* **Recorded data**:
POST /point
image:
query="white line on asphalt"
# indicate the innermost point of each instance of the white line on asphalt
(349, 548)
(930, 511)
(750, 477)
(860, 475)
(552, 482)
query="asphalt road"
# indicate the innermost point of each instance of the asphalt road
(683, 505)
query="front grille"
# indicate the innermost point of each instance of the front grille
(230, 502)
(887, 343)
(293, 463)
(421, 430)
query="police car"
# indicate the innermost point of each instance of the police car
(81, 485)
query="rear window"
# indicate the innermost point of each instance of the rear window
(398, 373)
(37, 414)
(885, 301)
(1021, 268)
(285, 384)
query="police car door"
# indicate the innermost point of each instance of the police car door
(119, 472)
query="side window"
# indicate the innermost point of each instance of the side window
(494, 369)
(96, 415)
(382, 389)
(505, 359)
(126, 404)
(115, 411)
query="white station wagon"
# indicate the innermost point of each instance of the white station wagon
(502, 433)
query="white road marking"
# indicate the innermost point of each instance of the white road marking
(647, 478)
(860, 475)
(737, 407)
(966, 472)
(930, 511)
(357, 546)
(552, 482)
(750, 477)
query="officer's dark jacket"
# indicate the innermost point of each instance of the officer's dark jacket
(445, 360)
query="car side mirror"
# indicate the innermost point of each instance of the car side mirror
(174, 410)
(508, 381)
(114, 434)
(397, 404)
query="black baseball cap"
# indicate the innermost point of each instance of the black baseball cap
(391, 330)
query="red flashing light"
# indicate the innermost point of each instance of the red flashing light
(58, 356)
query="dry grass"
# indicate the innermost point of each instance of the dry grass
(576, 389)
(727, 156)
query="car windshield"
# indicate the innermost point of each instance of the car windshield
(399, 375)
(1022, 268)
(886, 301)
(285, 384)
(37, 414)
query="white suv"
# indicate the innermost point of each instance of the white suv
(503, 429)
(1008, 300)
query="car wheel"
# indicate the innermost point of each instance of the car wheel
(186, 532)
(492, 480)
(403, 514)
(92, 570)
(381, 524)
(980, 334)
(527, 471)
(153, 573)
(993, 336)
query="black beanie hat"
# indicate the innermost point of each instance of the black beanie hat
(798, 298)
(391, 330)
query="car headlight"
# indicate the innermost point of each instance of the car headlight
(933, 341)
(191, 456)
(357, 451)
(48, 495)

* **What is being asked**: State how many lines of the records contain the string "headlight", counting case-sensitive matches only, and give the number alone.

* **Task answer**: 2